WORK TO COMPLETE:
Retype every line of the entries below without any changes, and leave the pictures out of your answer.
== RECORDS PROVIDED
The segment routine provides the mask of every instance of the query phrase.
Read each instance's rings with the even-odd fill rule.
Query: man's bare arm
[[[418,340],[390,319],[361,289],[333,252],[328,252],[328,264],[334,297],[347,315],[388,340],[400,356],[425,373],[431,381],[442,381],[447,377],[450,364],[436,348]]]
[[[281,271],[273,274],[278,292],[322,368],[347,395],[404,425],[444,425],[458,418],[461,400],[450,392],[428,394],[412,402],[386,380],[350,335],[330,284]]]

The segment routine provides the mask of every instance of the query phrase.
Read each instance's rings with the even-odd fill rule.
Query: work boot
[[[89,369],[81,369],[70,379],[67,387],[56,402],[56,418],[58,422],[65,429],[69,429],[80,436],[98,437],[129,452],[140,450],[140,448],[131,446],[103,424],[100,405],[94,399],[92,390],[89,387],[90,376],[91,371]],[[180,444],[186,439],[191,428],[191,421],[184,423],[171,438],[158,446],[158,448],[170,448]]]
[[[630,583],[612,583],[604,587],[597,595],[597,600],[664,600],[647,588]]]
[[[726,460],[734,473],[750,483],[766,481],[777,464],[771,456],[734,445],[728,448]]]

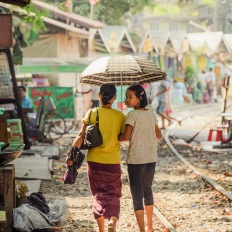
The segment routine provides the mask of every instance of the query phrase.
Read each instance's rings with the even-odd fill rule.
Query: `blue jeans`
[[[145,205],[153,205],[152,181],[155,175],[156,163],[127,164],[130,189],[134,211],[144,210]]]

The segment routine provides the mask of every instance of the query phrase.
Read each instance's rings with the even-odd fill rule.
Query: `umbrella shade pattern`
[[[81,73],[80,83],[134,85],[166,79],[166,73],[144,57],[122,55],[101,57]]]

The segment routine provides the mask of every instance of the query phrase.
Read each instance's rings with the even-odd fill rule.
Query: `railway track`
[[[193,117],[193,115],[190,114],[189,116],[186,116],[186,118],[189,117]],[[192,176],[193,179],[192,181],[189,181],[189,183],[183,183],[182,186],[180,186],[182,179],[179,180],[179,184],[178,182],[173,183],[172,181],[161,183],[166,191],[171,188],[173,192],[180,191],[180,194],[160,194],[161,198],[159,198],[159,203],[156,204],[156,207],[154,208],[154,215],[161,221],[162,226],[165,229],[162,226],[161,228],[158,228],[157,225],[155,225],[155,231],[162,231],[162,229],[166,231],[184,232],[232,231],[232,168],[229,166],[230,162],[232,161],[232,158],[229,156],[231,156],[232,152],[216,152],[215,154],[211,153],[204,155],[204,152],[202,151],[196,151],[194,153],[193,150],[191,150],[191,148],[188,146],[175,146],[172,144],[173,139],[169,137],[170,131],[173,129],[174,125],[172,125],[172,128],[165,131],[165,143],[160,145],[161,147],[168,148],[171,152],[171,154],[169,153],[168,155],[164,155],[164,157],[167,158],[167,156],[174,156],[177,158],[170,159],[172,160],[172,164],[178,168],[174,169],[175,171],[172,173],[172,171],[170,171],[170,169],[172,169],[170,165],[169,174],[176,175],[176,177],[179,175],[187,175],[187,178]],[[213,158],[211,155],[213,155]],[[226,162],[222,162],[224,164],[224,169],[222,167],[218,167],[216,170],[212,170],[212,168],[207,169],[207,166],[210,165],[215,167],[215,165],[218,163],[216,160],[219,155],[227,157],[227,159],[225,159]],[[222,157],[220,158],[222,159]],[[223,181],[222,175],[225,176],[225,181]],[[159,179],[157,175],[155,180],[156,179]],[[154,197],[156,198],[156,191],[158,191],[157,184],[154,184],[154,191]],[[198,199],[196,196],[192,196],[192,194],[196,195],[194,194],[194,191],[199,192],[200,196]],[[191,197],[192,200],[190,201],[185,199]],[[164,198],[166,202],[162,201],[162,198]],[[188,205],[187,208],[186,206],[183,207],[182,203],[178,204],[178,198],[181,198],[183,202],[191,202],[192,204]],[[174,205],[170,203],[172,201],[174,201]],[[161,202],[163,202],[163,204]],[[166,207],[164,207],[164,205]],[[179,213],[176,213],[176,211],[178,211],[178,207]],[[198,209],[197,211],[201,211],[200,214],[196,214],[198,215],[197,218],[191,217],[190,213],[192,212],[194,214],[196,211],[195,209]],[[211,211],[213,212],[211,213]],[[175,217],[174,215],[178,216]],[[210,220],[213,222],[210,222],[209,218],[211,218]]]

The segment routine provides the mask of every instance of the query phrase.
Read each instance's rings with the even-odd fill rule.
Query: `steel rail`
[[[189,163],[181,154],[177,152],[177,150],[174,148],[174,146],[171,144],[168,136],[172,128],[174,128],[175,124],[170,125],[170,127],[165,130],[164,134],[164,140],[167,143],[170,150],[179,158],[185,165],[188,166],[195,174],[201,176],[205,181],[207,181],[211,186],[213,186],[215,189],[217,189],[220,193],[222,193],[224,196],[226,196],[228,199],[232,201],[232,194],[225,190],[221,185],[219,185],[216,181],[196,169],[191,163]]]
====
ANSWER TO THE TASK:
The segment routine provides the mask of every instance of the query phrase.
Read each instance's rings with the even-odd fill rule.
Query: man's bare arm
[[[418,340],[390,319],[361,289],[333,252],[328,252],[328,264],[334,297],[347,315],[388,340],[400,356],[425,373],[431,381],[442,381],[447,377],[450,364],[436,348]]]
[[[281,271],[273,274],[278,292],[322,368],[347,395],[404,425],[444,425],[458,418],[461,400],[450,392],[428,394],[412,402],[386,380],[350,335],[330,284]]]

The segment routine provides the mask of every instance of the query phrase.
Read each instance's rings with the even-odd fill rule.
Query: work boot
[[[89,369],[81,369],[70,379],[67,387],[56,402],[56,418],[58,422],[65,429],[69,429],[80,436],[98,437],[129,452],[140,450],[140,448],[131,446],[103,424],[100,405],[94,399],[92,390],[89,387],[90,376],[91,371]],[[180,444],[186,439],[191,428],[191,421],[184,423],[171,438],[158,446],[158,448],[170,448]]]
[[[630,583],[612,583],[604,587],[597,595],[597,600],[664,600],[647,588]]]
[[[726,460],[734,473],[750,483],[766,481],[777,464],[771,456],[734,445],[728,448]]]

The segment routine provides the mask of every instance of the query phrase.
Read each instance's rings with the even-odd fill rule.
Query: `blue jeans`
[[[145,205],[153,205],[152,181],[155,175],[156,163],[127,164],[130,189],[134,211],[144,210]]]

The segment routine provides the mask of every instance of the query phrase.
Read each instance's rings with the even-odd fill rule.
Query: `umbrella shade pattern`
[[[81,73],[80,83],[134,85],[166,79],[166,73],[144,57],[122,55],[101,57]]]

The segment routine provides the mask of every instance of the query phrase.
Read each instance's rings with the even-odd fill rule.
Query: `railway track`
[[[193,117],[193,115],[190,114],[189,116],[186,116],[186,118],[189,117]],[[192,176],[193,179],[192,181],[189,181],[189,183],[183,183],[182,186],[180,186],[182,179],[179,180],[179,184],[178,182],[173,183],[172,181],[161,183],[166,191],[171,188],[173,192],[180,191],[180,194],[160,194],[161,198],[159,198],[159,203],[156,204],[156,207],[154,208],[154,215],[161,221],[162,226],[165,229],[162,226],[161,228],[158,228],[157,225],[155,225],[155,231],[162,231],[162,229],[166,231],[184,232],[232,231],[232,168],[229,166],[230,162],[232,161],[232,158],[229,156],[231,156],[232,152],[216,152],[215,154],[211,153],[204,155],[204,152],[202,151],[196,151],[194,153],[193,150],[191,150],[191,148],[188,146],[175,146],[172,144],[173,139],[169,137],[170,131],[173,129],[174,125],[172,125],[172,128],[165,131],[165,143],[160,145],[161,147],[168,148],[171,152],[171,154],[169,153],[168,155],[164,155],[164,157],[167,158],[167,156],[174,156],[177,158],[170,159],[172,160],[172,164],[178,168],[174,169],[175,171],[172,173],[172,171],[170,171],[170,169],[172,169],[170,165],[169,174],[176,175],[176,177],[179,175],[187,175],[187,178]],[[213,158],[211,155],[213,155]],[[226,162],[222,162],[224,164],[224,169],[222,167],[218,167],[216,170],[212,170],[212,168],[207,169],[207,166],[210,165],[215,167],[215,165],[218,163],[216,160],[219,155],[227,157],[227,159],[225,159]],[[222,157],[220,158],[222,159]],[[223,181],[222,175],[225,176],[225,181]],[[159,179],[157,175],[155,180],[156,179]],[[154,197],[156,198],[156,191],[158,191],[157,184],[154,184],[154,191]],[[198,199],[196,196],[192,196],[192,194],[196,195],[194,194],[194,191],[199,192],[200,196]],[[191,197],[192,200],[190,201],[185,199]],[[164,198],[166,202],[162,201],[162,198]],[[188,205],[187,208],[186,206],[183,207],[182,203],[178,204],[178,198],[181,198],[183,202],[191,202],[192,204]],[[174,205],[170,203],[172,201],[174,201]],[[161,202],[163,202],[163,204]],[[166,207],[164,207],[164,205]],[[179,213],[176,213],[176,211],[178,211],[178,207]],[[198,209],[197,211],[201,211],[200,214],[196,214],[198,215],[197,218],[191,217],[190,213],[192,212],[194,214],[196,211],[195,209]],[[211,211],[213,212],[211,213]],[[175,217],[174,215],[178,216]],[[210,220],[213,222],[210,222],[209,218],[211,218]]]

The segment routine provides the mask of every instance of the query phrase.
Read each instance's rings with the even-odd fill rule.
Query: `steel rail`
[[[189,163],[181,154],[177,152],[177,150],[174,148],[174,146],[171,144],[168,136],[172,128],[174,128],[175,124],[170,125],[170,127],[165,130],[164,134],[164,140],[167,143],[170,150],[179,158],[185,165],[188,166],[195,174],[201,176],[205,181],[207,181],[211,186],[213,186],[215,189],[217,189],[220,193],[222,193],[224,196],[226,196],[228,199],[232,201],[232,194],[225,190],[221,185],[219,185],[216,181],[196,169],[191,163]]]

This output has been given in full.